Dataset —

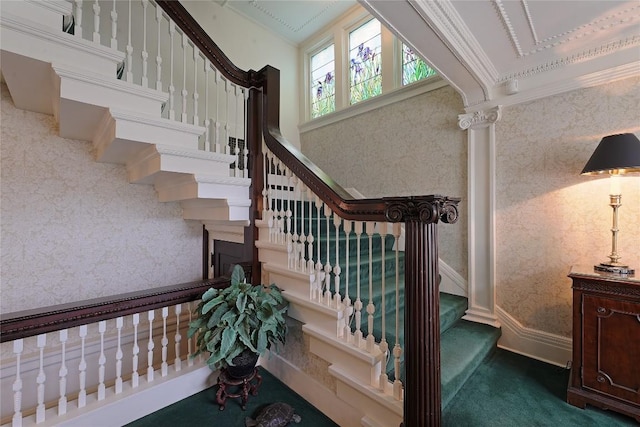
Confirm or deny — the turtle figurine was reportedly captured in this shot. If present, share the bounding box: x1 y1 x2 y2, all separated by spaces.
245 402 302 427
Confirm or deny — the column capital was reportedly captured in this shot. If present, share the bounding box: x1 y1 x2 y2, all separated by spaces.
383 195 460 224
458 105 502 130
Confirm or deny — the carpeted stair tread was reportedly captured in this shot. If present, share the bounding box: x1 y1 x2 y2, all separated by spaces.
440 292 468 334
440 319 501 408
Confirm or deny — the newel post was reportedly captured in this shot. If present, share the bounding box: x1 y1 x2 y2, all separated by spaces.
384 196 460 427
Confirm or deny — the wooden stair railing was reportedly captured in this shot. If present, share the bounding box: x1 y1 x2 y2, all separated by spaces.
157 0 460 427
0 277 230 343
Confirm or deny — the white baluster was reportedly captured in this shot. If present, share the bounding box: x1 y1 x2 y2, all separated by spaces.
147 310 155 382
307 188 316 292
187 302 197 366
291 174 301 270
73 0 84 38
342 221 353 342
242 89 249 178
141 0 149 87
193 45 200 125
11 338 24 427
78 325 87 408
378 222 390 391
353 221 362 347
160 307 169 377
180 33 189 123
169 20 176 120
333 216 342 310
58 329 69 415
98 320 107 400
131 313 140 388
115 317 124 394
283 168 295 269
234 86 244 177
36 334 47 423
127 0 133 83
262 145 271 222
222 80 232 154
93 0 100 43
324 204 338 306
298 181 307 271
214 70 222 153
315 196 324 301
204 58 211 151
156 5 162 90
393 222 404 400
111 0 118 49
365 222 376 353
173 304 182 372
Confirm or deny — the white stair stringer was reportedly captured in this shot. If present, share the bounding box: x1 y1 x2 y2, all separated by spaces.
52 63 168 142
92 108 205 166
329 365 404 427
127 144 235 184
256 224 403 427
0 0 251 229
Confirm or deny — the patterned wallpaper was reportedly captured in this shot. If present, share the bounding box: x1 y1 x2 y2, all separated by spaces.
301 78 640 337
496 77 640 337
0 83 202 313
300 86 467 278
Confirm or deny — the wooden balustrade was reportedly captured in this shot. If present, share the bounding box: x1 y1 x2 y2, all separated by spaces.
0 277 229 426
1 0 459 427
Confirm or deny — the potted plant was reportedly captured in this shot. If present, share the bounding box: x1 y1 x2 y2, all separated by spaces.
188 265 287 378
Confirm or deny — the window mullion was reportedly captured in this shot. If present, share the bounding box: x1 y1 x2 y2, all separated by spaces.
381 26 402 93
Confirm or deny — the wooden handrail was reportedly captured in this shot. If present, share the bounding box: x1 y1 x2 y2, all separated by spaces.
156 0 262 88
0 277 230 342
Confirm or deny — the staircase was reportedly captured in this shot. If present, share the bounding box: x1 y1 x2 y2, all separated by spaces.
1 1 500 427
256 201 500 426
1 1 251 235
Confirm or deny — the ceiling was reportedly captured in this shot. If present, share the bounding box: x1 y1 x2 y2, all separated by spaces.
220 0 640 106
214 0 357 45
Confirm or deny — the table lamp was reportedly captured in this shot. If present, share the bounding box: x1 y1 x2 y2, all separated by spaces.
582 133 640 275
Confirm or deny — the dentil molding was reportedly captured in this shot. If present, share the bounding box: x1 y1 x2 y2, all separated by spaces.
458 105 502 130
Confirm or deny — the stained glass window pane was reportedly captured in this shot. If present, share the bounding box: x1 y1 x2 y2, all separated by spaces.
310 44 336 119
349 19 382 104
402 43 436 86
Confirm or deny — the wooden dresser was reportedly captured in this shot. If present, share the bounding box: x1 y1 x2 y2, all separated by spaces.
567 267 640 422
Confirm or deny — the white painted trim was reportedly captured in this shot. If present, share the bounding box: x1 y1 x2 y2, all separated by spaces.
465 61 640 112
52 365 212 427
258 353 364 427
496 306 572 367
438 259 469 297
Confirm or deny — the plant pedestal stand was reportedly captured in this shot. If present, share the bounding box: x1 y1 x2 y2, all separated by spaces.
216 368 262 411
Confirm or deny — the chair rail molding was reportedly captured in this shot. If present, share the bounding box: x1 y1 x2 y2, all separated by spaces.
458 105 502 327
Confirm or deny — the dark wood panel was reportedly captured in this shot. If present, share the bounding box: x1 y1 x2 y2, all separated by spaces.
582 295 640 405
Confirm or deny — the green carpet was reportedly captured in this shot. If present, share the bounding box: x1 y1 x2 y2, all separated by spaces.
127 368 337 427
442 349 637 427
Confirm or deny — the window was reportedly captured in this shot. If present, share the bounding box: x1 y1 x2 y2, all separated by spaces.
311 44 336 119
349 19 382 104
302 9 438 123
402 43 436 86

What you are asked to do — Update all the rows above by changing "reportedly" to "possibly" and keeping everything else the same. Leave the pictures out of your answer.

Exercise response —
Confirm or deny — the turtle figurine was possibly captured in this shot. If present, share the bounding box: x1 y1 x2 y2, all separated by spaces.
245 402 302 427
Confirm or deny — the column capital was possibly captured in this shot. If present, share the bounding box: x1 y1 x2 y2, all separated by spaces.
383 195 460 224
458 105 502 130
Confirm or deny — the carpeted stair tread was possibly captured in this shot. If present, share the bounding box: x1 y1 x2 y2, all separated by spaces.
440 292 468 334
440 319 501 408
Confirm or deny — the newel post was possibly captured in this shot. If present, share the bounding box: x1 y1 x2 y2, all separated by spaces.
384 196 460 427
Confirm or deny — the wooden stair railing was possibly captured in this shot. If present, share the bounding box: x1 y1 x2 y2, all separated by spaces.
157 0 460 427
0 277 230 343
Confirm or deny — the white baluster was possibly captured in this shot. If present, share the bounding box: x1 y1 x2 y2, all separated by spaces.
147 310 155 382
307 188 316 292
187 302 197 366
291 174 301 270
73 0 84 38
342 221 353 342
242 89 249 178
141 0 149 87
193 45 200 125
11 338 24 427
78 325 87 408
378 222 390 391
353 221 362 347
160 307 169 377
180 33 189 123
169 20 176 120
333 216 342 310
58 329 69 415
98 320 107 400
131 313 140 388
115 317 124 394
283 168 295 269
234 86 244 177
36 334 47 423
127 0 133 83
262 145 271 222
222 80 232 154
93 0 100 43
324 204 338 306
298 181 307 271
214 70 222 153
315 196 324 301
204 58 211 151
156 5 162 90
393 222 404 400
111 0 118 49
365 222 376 353
173 304 182 372
Confirm or deny — the white stair stringer was possibly captured in this shot. If present, share the bounding box: x1 y1 x2 y2, all separated by spaces.
52 63 168 142
92 108 205 166
329 365 404 427
127 144 235 184
256 224 403 427
0 0 251 229
Confirm or deny — the patterned wallpaper was possibly captured in this shot. If present, share the bounding box: x1 y1 x2 y2, all separated by spaces.
301 78 640 337
496 77 640 337
0 83 202 313
300 86 467 278
Confirm or deny — the wooden balustrade was possibly captured in this shot. If present, share the bounding box: x1 y1 x2 y2, all separated by spaces.
0 277 229 426
1 0 459 427
Confirm or deny — the potted plant was possibly captured in this shot. If present, share the bounding box: x1 y1 x2 y2, all separated by spaces.
188 265 287 378
Confirm or deny — the window mullion was possibly captured in this shot. If present, share the bounding box: x1 y1 x2 y2, all separated by spaces.
381 26 402 93
Confirm or deny — the wooden handrail was possibly captured in this shot. If present, share the bounding box: x1 y1 x2 y2, all separated by spaces.
156 0 262 88
0 277 230 342
Confirm or deny — the staircase was possibly captured in this shot. If present, share the bounding box: x1 y1 x2 y2, all separated by spaces.
1 1 500 427
256 201 500 426
1 1 251 235
Confirm or deny — the ceiling was possibly captured in this shot. If present, share the bounding box: x1 y1 x2 y2, all separated by spaces.
220 0 640 106
214 0 357 45
Confirm or deny — the table lamp was possibly captured in this shot. If present, share the bounding box: x1 y1 x2 y2, all separated by spaces.
582 133 640 275
Confirm or deny — the dentil molding was possibly captured in this shot. If present, share the bounding box: x1 y1 x2 y2, all separated by spaces.
458 105 502 130
Confirm or deny — the stained glass window pane was possibly captured in this shot. If present, share the bounding box: x1 y1 x2 y2, all separated by spaces.
310 44 336 119
349 19 382 104
402 43 436 86
Confirm or deny — the wooden dresser was possibly captured in this shot. If present, share the bounding box: x1 y1 x2 y2, all separated by spaces.
567 267 640 422
Confirm or deny — the white painted trim was possibly captured in this shot. If present, share the bounding box: x1 y1 x2 y2, all separated by spaces.
465 61 640 112
52 365 212 427
258 353 364 427
496 306 572 367
438 259 469 297
Confirm or deny — the plant pedestal stand was possibly captured in this shot. If present, share the bounding box: x1 y1 x2 y2, all separated by spaces.
216 368 262 411
Confirm or deny — the chair rail molding was possibly captured in this shot. If present, share the bounding box: x1 y1 x2 y2, all separated by spaces.
458 105 502 327
Confirm or deny — the dark wood panel was possibly captured in this shot. If present, share the bounding box: x1 y1 x2 y2, all separated by spaces.
582 295 640 405
Confirm or deny — the green carpet was possibly captured in this shot. If present, share the bounding box: x1 y1 x2 y2, all separated by spaces.
127 368 337 427
442 349 637 427
Confirm or deny — the window was possibly captured in this shot. If present, share the bounding box: x1 y1 x2 y2, all separated by spaces.
311 44 336 119
349 19 382 104
302 9 438 123
402 43 436 86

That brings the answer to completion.